EXERCISE SET:
#1 In the article on ethnic politics in Zimbabwe, write out the passage from "Historians say today’s" to "to some reports.", switching "Historians" to "Scholars".
#2 Condense the paragraph of the article on ethnic politics in Zimbabwe that opens "Historians say today's tribal politics" into a shorter version that keeps its main facts.

GIVEN PASSAGE:

==========

Zimbabwe: Ethnic Politics on the Campaign Trail

| February 21, 2013 | 0 Comments

Since independence in 1980, there appears to be an ingrained political psyche peculiar to Zimbabwe’s Matebeleland region, where the region’s political landscape has been painted by some in ethnicity colours.

Historians say today’s tribal politics date back to the 1960s and 70s when nationalists were agitating for independence from the then white minority regime, something however still dismissed by some who insist the liberation struggle was ethnicity blind as the main nationalist formations, the Zimbabwe African People’s Union (Zapu) and the Zimbabwe African National Union (Zanu) had within their ranks diverse ethnic compositions. Yet this question is once again on the table as the country prepares for polls slated for 2013, which can still be pushed to 2014 and even 2015 according to some reports.

From the late vice-president Joshua Nkomo’s Zapu which entered into a “unity pact” with Robert Mugabe’s Zanu PF in 1987, to the revived Zapu under the leadership of a former Home Affairs Minister Dumiso Dabengwa, to Welshman Ncube’s MDC, there remains a reading of local politics through an ethnocentric prism despite protestations by the political leaders that these definitions are fictions created by ‘tribalists’.

==========

DATA EXTRACT:

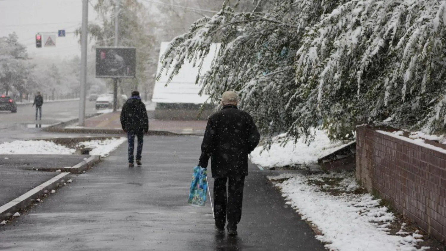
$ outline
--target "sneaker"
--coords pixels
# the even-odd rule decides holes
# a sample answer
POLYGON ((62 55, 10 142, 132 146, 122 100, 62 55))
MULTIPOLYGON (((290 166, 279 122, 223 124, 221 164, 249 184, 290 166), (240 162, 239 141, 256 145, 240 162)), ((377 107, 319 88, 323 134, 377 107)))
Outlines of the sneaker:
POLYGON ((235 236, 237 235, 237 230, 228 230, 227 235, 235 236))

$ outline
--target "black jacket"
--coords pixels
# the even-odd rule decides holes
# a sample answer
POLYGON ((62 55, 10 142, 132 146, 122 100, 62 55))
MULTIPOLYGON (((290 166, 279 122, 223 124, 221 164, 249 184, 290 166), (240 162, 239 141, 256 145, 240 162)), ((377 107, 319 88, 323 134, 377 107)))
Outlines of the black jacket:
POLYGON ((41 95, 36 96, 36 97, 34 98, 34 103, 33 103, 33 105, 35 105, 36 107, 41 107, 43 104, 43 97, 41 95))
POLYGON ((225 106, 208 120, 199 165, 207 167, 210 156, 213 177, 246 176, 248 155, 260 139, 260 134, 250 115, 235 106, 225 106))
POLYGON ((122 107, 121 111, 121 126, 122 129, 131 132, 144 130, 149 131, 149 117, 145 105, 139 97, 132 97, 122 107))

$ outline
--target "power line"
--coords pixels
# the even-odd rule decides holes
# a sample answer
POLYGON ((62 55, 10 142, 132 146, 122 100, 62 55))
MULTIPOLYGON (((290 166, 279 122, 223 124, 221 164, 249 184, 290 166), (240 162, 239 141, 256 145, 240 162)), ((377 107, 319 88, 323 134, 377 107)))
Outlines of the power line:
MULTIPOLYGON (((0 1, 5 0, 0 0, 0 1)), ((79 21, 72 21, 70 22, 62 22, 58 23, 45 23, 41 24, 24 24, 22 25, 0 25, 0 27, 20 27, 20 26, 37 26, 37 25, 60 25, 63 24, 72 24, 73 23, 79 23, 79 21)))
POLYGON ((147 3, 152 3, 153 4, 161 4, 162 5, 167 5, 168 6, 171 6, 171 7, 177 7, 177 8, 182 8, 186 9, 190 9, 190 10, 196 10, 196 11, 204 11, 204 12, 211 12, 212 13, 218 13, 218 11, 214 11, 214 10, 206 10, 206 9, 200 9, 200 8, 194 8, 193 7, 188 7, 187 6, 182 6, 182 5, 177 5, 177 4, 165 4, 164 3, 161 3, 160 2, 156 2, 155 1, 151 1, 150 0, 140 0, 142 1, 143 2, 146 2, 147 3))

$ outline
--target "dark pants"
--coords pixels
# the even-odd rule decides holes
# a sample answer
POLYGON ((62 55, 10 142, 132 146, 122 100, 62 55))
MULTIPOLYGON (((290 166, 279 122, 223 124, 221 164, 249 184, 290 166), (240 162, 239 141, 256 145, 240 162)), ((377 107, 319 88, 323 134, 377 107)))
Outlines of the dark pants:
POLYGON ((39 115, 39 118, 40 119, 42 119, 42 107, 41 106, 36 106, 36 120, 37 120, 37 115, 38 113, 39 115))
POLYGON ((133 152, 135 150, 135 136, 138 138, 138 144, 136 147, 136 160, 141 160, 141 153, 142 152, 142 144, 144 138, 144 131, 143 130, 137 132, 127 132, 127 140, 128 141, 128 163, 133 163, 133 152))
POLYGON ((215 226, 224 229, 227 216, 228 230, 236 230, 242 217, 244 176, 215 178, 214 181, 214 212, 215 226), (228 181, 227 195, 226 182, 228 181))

==========

SOLUTION SET:
#1
Scholars say today’s tribal politics date back to the 1960s and 70s when nationalists were agitating for independence from the then white minority regime, something however still dismissed by some who insist the liberation struggle was ethnicity blind as the main nationalist formations, the Zimbabwe African People’s Union (Zapu) and the Zimbabwe African National Union (Zanu) had within their ranks diverse ethnic compositions. Yet this question is once again on the table as the country prepares for polls slated for 2013, which can still be pushed to 2014 and even 2015 according to some reports.

#2 Historians trace Zimbabwe's tribal politics to the independence agitation of the 1960s and 70s against the white minority regime. Others reject this view, arguing that the liberation struggle ignored ethnicity because both Zapu and Zanu drew members from diverse ethnic groups. The issue has resurfaced ahead of elections slated for 2013, which some reports say could slip to 2014 or 2015.